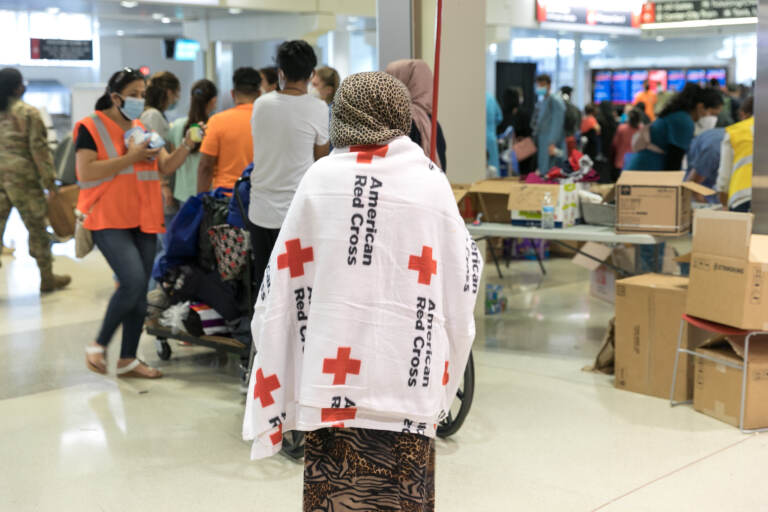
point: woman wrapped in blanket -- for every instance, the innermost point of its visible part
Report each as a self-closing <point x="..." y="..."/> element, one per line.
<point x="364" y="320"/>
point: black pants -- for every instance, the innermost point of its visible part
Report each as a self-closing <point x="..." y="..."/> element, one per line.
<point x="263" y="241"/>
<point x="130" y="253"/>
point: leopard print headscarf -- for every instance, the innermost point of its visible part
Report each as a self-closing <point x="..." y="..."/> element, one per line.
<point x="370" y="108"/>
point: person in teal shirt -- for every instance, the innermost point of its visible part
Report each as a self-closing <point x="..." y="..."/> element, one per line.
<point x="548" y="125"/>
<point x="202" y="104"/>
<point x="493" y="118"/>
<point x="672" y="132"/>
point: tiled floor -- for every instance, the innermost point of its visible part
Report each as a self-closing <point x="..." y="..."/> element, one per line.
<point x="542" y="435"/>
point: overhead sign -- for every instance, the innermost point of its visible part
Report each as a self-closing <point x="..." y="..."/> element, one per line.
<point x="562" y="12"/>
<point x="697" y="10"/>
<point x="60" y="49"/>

▶ _EXERCISE INSTRUCTIONS_
Please write out the records above again, switching every "innermost" to "central" and changing nothing else. Leave the pictures out of your answer.

▶ _OUTPUT OF THE EXERCISE_
point: woman wrapped in blanket -- for every instance, the central point of its visible part
Report each as a self-closing <point x="..." y="..."/> element, one per line.
<point x="364" y="320"/>
point: black pants -- for every instance, the central point of its visible part
Report each as a self-closing <point x="..." y="..."/> element, one per line.
<point x="263" y="241"/>
<point x="130" y="253"/>
point: leopard print headscarf -- for every instance, the central point of its visible part
Report each as a self-closing <point x="..." y="..."/> element, one per line.
<point x="370" y="108"/>
point: person in teal shirt -- for every instance, the central point of its visible part
Report each as a self-closing <point x="..." y="..."/> element, one per line.
<point x="548" y="125"/>
<point x="202" y="104"/>
<point x="493" y="118"/>
<point x="672" y="132"/>
point: tiled floor -- for every instance, the central point of its visible part
Report each as a self-closing <point x="..." y="..."/> element, one per line.
<point x="542" y="435"/>
point: overhead sign -- for every instance, the central point of its visible part
Report each as a self-closing <point x="..." y="..."/> element, one per line.
<point x="562" y="12"/>
<point x="697" y="10"/>
<point x="60" y="49"/>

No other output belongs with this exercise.